_GOAL_.
Can you reproduce the following records line for line, with every line output exactly as it stands?

[Excerpts from point annotation data]
---
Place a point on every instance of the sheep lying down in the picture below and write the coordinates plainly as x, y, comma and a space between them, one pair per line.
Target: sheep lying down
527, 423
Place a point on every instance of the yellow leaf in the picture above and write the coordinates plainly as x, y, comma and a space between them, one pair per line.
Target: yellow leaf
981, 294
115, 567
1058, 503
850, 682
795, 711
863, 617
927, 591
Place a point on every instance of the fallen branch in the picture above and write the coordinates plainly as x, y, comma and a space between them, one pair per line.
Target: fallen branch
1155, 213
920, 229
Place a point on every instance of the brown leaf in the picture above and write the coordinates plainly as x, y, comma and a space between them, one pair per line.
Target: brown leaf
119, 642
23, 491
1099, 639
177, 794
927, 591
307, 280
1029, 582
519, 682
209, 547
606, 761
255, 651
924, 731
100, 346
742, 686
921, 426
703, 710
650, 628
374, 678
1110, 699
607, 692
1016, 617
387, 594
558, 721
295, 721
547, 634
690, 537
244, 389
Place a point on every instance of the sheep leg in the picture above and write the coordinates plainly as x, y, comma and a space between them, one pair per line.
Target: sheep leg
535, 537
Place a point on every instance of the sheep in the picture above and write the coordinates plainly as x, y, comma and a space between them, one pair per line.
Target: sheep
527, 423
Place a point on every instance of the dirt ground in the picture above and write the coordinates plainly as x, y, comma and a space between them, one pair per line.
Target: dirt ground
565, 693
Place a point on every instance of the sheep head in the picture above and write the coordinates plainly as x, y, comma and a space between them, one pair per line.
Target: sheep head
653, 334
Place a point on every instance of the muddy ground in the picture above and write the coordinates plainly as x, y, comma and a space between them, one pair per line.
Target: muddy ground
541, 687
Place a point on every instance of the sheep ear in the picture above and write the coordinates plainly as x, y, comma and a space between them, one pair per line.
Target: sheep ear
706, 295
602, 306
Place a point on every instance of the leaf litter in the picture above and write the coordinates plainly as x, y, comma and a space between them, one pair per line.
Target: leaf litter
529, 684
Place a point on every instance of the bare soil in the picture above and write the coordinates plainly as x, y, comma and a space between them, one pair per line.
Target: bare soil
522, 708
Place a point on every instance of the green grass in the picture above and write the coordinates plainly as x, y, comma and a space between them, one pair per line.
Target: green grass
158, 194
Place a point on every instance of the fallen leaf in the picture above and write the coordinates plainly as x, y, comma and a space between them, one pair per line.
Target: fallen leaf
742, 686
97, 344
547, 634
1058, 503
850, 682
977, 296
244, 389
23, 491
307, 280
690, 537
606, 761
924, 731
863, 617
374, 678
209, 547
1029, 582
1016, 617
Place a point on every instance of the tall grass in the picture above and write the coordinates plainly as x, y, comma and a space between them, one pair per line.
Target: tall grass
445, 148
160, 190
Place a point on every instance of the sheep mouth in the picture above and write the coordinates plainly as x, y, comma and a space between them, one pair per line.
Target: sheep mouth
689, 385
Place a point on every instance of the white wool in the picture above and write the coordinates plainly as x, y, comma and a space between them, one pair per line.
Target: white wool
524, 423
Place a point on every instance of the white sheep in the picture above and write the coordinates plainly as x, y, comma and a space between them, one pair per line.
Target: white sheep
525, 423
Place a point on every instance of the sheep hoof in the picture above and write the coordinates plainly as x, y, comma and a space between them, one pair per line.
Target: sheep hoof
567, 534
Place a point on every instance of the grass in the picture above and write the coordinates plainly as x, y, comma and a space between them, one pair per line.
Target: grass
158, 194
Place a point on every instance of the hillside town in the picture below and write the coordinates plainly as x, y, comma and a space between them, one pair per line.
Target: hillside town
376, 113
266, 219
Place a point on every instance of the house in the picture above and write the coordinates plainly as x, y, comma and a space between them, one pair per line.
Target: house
---
_RESULT_.
Place a point on every instance of the sheep lying down in the picture below and write the coordinates plainly as x, y, comma and a space between them, one pair per line.
Target: sheep lying down
527, 423
Place a point on every instance of the yellow leaf in the picture above and write the coordinates plainly as x, y, comma and a space between them, one pair per line.
Target: yellow leaf
981, 294
115, 567
1058, 503
850, 682
795, 711
863, 617
927, 591
Place a point on every instance of the fallen branch in the picture above and write the coordinates plainly as x, y, comma and a space between them, one pair per line.
Target: fallen branch
1155, 213
920, 229
Place a point on every instance of the brown leaf in the picture above and write the coordinates plainly as x, y, comma and a space between them, one pair per line.
Target: brown leaf
119, 642
23, 491
1099, 639
177, 794
927, 591
307, 280
1029, 582
519, 682
209, 547
606, 761
255, 651
924, 731
100, 346
742, 686
921, 426
703, 710
650, 628
374, 678
1110, 699
607, 692
1016, 617
387, 594
558, 721
295, 721
547, 634
690, 537
244, 389
Place a point on every instance of the sheep leg in the picture above and write the coordinates plainly as x, y, comma and a space between them, one pair per line.
Target: sheep leg
535, 537
Place a point on every instance of the sheep in the picture above and write the coordinates plainly as x, y, comma and a space between them, one pair per line.
Target: sheep
527, 423
Place a point on every instance of the dirt ground in the picture above and write the coordinates plainly as x, y, comma and a space between them, one pair per line.
Target: dirt ground
565, 693
Place a point on every instance of the sheep head in the picture above and write the coordinates plainly as x, y, comma and a space between them, one pair per line.
Target: sheep head
653, 334
Place a point on every instance of the muddy ground in the picture above and write the coordinates plainly as x, y, comma and a space between them, one pair per line.
Target: muddy ground
541, 687
Place a point on every instance of the sheep ear in the picture above and write the coordinates plainly as x, y, comma and a space between them, one pair per line.
Target: sheep ear
706, 295
602, 306
Place a point on every instance of the leaf litter in the picture above and write the coordinates plainly as x, y, comma and a space between them, one pair per line.
Target: leaf litter
529, 684
Place a point on every instance of the bare soil in the picture above and write the coordinates plainly as x, y, comma and a space between them, one pair per line.
Target: bare soil
522, 708
Place a point on every instance of the green grass in the picture above and write the coordinates plainly as x, y, comma and a space between them, one pair per line.
Target: green grass
158, 194
Place a point on every instance of the fallen leaf in the picture above and write the coordinates plainly as x, y, comma and a space between them, one pair per line.
Target: fallen leaf
742, 686
97, 344
547, 634
1058, 503
850, 682
977, 296
244, 389
23, 491
307, 280
690, 537
606, 761
924, 731
863, 617
374, 678
209, 547
1029, 582
1016, 617
Place a point on every instance of the tall grass in the picture above and write the coordinates plainly as x, y, comma and a space between them, one pair per line.
Target: tall grass
445, 148
160, 190
Place a point on every instance of the sheep mouth in the picture above and write the coordinates plainly as x, y, comma and a space between them, one pair per line.
Target: sheep mouth
689, 385
Place a point on every instance of the white wool in the picture above and write the coordinates plainly as x, y, comma and a space between them, one pair per line.
Target: white wool
524, 423
Place a point on every instance of the white sheep in the picture above and write the coordinates plainly as x, y, comma and a space between them, one pair per line.
Target: white sheep
525, 423
Place a point on every instance of the sheep hoof in the picture above and write the coordinates plainly as x, y, comma and a space between them, one pair per line.
Target: sheep hoof
567, 534
Place a point on every instance of the grass in the picture above and write the coordinates plainly as x, y, comma and a space between them, one pair per line.
Target: grass
158, 194
Place a point on every instance of the hillside town in the picture below and write the coordinates plainly as x, y, comma and a space between them, one pair per line.
Target: hillside town
376, 113
266, 219
Place a point on every instance of the house in the picture above and write the coordinates plainly as x, y, comma and a space between them, one pair per line.
Target: house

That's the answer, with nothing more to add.